## TASK STATEMENT
Find the lines holding the string "stand" in the data, then copy all of them.

## DATASET
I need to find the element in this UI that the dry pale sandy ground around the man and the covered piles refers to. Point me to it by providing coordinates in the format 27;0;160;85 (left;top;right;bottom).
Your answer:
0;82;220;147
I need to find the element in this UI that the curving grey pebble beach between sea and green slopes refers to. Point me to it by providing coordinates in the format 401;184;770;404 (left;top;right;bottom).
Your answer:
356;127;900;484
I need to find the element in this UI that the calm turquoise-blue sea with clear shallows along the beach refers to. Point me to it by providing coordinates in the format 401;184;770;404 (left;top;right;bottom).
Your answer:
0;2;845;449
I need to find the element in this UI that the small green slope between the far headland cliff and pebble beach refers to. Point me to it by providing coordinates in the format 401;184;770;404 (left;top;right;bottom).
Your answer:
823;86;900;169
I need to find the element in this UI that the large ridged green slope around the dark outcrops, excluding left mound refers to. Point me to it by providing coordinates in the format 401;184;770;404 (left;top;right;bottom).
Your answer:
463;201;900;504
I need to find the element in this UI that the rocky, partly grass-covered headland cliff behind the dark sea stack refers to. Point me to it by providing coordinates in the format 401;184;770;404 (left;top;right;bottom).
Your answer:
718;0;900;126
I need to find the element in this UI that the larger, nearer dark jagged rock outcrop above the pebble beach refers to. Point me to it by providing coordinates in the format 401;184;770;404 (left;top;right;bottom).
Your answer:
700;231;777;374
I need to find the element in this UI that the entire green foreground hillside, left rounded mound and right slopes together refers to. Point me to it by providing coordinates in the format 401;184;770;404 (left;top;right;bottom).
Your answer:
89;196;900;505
...
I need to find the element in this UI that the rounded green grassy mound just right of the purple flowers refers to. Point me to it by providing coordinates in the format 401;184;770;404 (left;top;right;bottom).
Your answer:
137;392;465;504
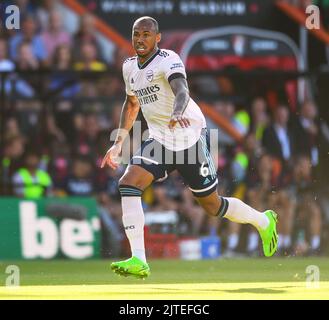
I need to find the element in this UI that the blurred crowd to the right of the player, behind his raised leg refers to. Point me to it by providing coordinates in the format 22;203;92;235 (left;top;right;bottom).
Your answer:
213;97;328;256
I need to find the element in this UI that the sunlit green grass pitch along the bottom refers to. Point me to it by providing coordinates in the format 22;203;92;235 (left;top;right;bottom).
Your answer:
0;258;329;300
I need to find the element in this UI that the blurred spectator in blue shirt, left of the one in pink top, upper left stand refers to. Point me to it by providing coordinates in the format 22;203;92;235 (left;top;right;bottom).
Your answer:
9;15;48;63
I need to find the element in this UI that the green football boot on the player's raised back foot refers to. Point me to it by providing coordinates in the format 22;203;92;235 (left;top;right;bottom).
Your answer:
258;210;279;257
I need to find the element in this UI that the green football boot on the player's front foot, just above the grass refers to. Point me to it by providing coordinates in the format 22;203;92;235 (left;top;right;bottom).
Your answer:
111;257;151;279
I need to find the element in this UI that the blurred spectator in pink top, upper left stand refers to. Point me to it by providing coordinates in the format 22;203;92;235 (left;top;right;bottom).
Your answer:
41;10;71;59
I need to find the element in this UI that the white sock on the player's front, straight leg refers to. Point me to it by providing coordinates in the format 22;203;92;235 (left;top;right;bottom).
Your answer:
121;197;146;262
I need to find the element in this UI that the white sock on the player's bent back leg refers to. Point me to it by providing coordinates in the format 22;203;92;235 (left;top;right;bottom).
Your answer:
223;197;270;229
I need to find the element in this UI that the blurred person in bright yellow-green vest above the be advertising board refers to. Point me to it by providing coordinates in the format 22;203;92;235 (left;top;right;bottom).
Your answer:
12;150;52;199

## OUTPUT OF THE EXERCISE
I need to find the element in this UI that the blurred spectator in blue shirt, left of the one in pink top, upper left stand refers to. Point me to it by providing coordinates in the format 22;203;92;235 (left;top;right;bottom).
I need to find the element in this UI that the blurred spectator in pink top, upper left stand refers to. Point me to it by providing coordinates in the format 22;203;92;235 (left;top;right;bottom).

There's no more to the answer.